## WHAT TO PRODUCE
Down to the last character, transcribe every record.

## MATERIAL SUPPLIED
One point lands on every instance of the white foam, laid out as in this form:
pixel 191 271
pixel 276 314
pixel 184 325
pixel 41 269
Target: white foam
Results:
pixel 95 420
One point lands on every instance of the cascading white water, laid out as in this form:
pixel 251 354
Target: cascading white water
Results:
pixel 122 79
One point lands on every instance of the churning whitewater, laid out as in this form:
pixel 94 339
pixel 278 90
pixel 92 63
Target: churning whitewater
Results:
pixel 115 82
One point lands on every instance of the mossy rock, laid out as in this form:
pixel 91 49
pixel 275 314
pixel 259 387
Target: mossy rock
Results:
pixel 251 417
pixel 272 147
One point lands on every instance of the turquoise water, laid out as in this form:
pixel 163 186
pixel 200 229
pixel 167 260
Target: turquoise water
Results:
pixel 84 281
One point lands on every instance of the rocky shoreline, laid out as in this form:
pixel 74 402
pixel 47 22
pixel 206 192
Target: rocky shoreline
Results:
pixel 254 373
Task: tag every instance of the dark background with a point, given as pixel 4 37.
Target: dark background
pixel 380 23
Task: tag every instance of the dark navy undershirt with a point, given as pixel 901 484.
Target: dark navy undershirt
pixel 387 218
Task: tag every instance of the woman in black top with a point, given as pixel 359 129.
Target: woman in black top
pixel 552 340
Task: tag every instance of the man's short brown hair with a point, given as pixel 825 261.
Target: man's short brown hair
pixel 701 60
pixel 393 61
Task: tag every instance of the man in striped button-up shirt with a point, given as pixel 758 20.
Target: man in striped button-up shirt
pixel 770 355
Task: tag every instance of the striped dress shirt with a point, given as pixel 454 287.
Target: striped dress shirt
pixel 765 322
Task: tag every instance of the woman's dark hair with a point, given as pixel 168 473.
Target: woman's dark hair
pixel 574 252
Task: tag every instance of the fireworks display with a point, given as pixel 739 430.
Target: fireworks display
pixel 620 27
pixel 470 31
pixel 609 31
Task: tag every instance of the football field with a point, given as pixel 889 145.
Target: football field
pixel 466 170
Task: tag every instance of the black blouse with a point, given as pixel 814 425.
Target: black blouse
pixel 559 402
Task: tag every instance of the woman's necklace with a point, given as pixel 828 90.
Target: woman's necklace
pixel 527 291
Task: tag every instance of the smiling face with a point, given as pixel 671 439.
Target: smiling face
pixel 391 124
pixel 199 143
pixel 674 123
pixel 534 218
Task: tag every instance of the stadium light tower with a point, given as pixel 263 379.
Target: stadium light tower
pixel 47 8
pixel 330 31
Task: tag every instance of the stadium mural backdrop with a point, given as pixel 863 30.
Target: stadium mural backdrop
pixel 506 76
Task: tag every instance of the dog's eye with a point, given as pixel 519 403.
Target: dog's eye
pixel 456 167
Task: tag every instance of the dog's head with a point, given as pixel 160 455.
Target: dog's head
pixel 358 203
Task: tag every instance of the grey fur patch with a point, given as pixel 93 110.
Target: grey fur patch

## RESULT
One point lands on every instance of the white foam, laid out as in this form:
pixel 191 271
pixel 276 314
pixel 184 325
pixel 41 269
Target: white foam
Results:
pixel 95 420
One point lands on every instance of the cascading white water, laid out as in this form:
pixel 251 354
Target: cascading white water
Results:
pixel 122 79
One point lands on every instance of the churning whitewater, laid out as in this form:
pixel 94 339
pixel 278 90
pixel 92 63
Target: churning whitewater
Results:
pixel 115 82
One point lands on every instance of the mossy rock, laid out as in this form:
pixel 91 49
pixel 275 314
pixel 259 387
Target: mossy rock
Results:
pixel 251 417
pixel 272 147
One point lands on every instance of the turquoise water, laid out as in this form:
pixel 163 186
pixel 200 229
pixel 167 260
Target: turquoise water
Results:
pixel 84 281
One point lands on every instance of the rocky shoreline, laid out as in this form:
pixel 74 402
pixel 47 22
pixel 206 192
Target: rocky shoreline
Results:
pixel 254 373
Task: tag every instance of the dark background with a point, given as pixel 4 37.
Target: dark background
pixel 380 23
Task: tag every instance of the dark navy undershirt with a point, given as pixel 901 484.
Target: dark navy undershirt
pixel 387 218
Task: tag every instance of the woman in black top with a point, given as pixel 359 129.
Target: woman in black top
pixel 552 340
Task: tag every instance of the man's short brown hair with a point, given as pixel 825 261.
Target: man's short brown hair
pixel 701 60
pixel 393 61
Task: tag every instance of the man in striped button-up shirt with a point, given as pixel 758 20.
Target: man in striped button-up shirt
pixel 770 355
Task: tag every instance of the striped dress shirt with a point, given as pixel 454 287.
Target: striped dress shirt
pixel 765 322
Task: tag every instance of the woman's dark hair with a point, given as pixel 168 473.
Target: woman's dark hair
pixel 574 252
Task: tag every instance of the fireworks display with a point, given as pixel 739 430.
Target: fireworks display
pixel 620 27
pixel 470 31
pixel 609 31
Task: tag every instance of the football field with a point, given as pixel 889 145.
Target: football field
pixel 466 170
Task: tag every instance of the black blouse with a point, given as pixel 814 425.
Target: black blouse
pixel 559 402
Task: tag every instance of the woman's necklace with a point, given as pixel 828 90.
Target: woman's necklace
pixel 527 291
Task: tag every instance of the smiling face with a point, given as pixel 671 439.
Target: smiling face
pixel 391 124
pixel 199 143
pixel 674 123
pixel 534 218
Task: tag every instance of the stadium light tower with a point, given as pixel 263 379.
Target: stadium light tower
pixel 47 8
pixel 330 31
Task: tag every instance of the stadium mural backdrop with a point, given as pixel 863 30.
Target: stadium mural backdrop
pixel 506 76
Task: tag every instance of the dog's eye with a point, given as pixel 519 403.
Target: dog's eye
pixel 456 167
Task: tag every instance of the dog's head with a point, given as pixel 160 455.
Target: dog's head
pixel 358 203
Task: tag every instance of the grey fur patch with a point, given as pixel 93 110.
Target: grey fur patch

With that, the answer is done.